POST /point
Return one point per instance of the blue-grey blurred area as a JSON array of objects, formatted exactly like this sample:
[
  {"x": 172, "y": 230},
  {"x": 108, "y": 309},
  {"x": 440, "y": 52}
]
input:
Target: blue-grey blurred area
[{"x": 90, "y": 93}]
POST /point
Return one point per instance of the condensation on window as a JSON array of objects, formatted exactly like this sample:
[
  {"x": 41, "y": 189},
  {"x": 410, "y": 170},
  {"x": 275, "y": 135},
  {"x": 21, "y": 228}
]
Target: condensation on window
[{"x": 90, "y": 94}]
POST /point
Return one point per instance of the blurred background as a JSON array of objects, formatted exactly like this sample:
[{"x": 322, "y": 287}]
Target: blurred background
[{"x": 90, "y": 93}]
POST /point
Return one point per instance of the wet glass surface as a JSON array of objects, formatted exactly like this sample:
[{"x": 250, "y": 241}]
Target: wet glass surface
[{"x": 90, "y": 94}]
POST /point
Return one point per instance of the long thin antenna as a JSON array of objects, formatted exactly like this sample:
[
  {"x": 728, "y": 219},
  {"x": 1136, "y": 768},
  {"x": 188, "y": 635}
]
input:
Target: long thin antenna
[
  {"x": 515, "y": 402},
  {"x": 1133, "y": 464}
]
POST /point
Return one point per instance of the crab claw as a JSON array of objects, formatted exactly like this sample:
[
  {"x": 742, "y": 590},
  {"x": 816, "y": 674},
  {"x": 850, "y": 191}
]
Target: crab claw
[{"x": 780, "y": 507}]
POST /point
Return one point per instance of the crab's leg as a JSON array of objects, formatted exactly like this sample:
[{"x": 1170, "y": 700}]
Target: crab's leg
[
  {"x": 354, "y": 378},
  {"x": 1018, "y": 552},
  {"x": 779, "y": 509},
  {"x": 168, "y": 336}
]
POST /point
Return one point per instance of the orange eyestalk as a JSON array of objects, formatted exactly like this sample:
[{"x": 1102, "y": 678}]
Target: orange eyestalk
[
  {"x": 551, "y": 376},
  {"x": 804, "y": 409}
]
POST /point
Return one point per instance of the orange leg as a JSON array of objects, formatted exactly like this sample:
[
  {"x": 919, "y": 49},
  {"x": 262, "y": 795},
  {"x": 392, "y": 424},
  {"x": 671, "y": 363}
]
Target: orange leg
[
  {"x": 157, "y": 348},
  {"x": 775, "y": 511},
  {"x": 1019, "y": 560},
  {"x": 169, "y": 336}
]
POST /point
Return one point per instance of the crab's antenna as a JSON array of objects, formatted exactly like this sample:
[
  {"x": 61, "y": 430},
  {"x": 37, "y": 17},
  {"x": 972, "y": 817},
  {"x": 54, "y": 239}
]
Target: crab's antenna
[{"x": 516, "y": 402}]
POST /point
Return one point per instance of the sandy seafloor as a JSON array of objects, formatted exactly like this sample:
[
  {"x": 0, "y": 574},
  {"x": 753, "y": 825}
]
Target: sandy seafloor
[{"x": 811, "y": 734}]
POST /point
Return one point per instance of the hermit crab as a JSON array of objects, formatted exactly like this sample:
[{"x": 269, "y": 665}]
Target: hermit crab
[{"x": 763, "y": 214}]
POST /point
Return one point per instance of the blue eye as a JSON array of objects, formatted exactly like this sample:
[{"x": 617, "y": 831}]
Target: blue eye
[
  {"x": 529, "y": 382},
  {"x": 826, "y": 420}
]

________

**The task**
Each of the entries above needs to be given again exactly.

**Task response**
POST /point
Return one point per instance of the blue-grey blurred area as a JSON array of objects, formatted exactly like this sample:
[
  {"x": 172, "y": 230},
  {"x": 108, "y": 309},
  {"x": 440, "y": 52}
]
input:
Target: blue-grey blurred area
[{"x": 90, "y": 93}]
POST /point
Return one point per instance of the condensation on window as a JSON array of objects, formatted exactly like this sample:
[
  {"x": 41, "y": 189},
  {"x": 410, "y": 170},
  {"x": 275, "y": 135},
  {"x": 21, "y": 228}
]
Target: condensation on window
[{"x": 90, "y": 94}]
POST /point
Return one point per instance of the blurred background as a JSON array of objects, formatted exactly like this sample:
[{"x": 322, "y": 287}]
Target: blurred background
[{"x": 90, "y": 93}]
POST /point
Return one point per instance of the wet glass surface as a JSON array of objects, formatted exactly like this sample:
[{"x": 250, "y": 241}]
Target: wet glass surface
[{"x": 90, "y": 94}]
POST /point
Return one point per instance of the long thin antenna as a JSON array of objects, formatted exactly like this sample:
[
  {"x": 728, "y": 219},
  {"x": 1136, "y": 768},
  {"x": 188, "y": 635}
]
input:
Target: long thin antenna
[
  {"x": 515, "y": 402},
  {"x": 1133, "y": 464}
]
POST /point
Return one point per instance of the crab claw as a JSON array of objects, formatted exactly like this sample:
[
  {"x": 742, "y": 590},
  {"x": 816, "y": 674},
  {"x": 850, "y": 191}
]
Target: crab claw
[{"x": 780, "y": 507}]
POST /point
Return one point per instance of the crab's leg as a JSON array of objects, formatted exactly like this sample:
[{"x": 1170, "y": 700}]
Target: crab's leg
[
  {"x": 354, "y": 378},
  {"x": 1018, "y": 552},
  {"x": 779, "y": 509},
  {"x": 168, "y": 336}
]
POST /point
Return one point per instance of the orange eyestalk as a JSON array of objects, formatted exactly like this sample:
[{"x": 1102, "y": 678}]
Target: orange eyestalk
[
  {"x": 551, "y": 376},
  {"x": 804, "y": 409}
]
POST /point
Return one point per instance of the orange leg as a JSON array of objects, formatted exactly like this sample:
[
  {"x": 919, "y": 49},
  {"x": 262, "y": 795},
  {"x": 392, "y": 424},
  {"x": 671, "y": 363}
]
Target: orange leg
[
  {"x": 157, "y": 348},
  {"x": 775, "y": 511},
  {"x": 1019, "y": 560},
  {"x": 169, "y": 336}
]
POST /point
Return one point per instance of the crab's antenna as a JSON array of objects, formatted exactly like this sample:
[
  {"x": 61, "y": 430},
  {"x": 37, "y": 17},
  {"x": 972, "y": 817},
  {"x": 54, "y": 239}
]
Target: crab's antenna
[{"x": 516, "y": 402}]
POST /point
Return one point per instance of the sandy seafloor as a JSON array of objects, formatted exactly like this sample:
[
  {"x": 0, "y": 574},
  {"x": 753, "y": 825}
]
Target: sandy seafloor
[{"x": 811, "y": 734}]
POST /point
Return one point per instance of the hermit crab as a JSON array of objects, formatted exactly like this sample:
[{"x": 269, "y": 665}]
Target: hermit crab
[{"x": 763, "y": 214}]
POST /point
Return one point per instance of the blue eye as a JSON array of objects, formatted exactly like this sample:
[{"x": 617, "y": 831}]
Target: blue eye
[
  {"x": 529, "y": 382},
  {"x": 826, "y": 420}
]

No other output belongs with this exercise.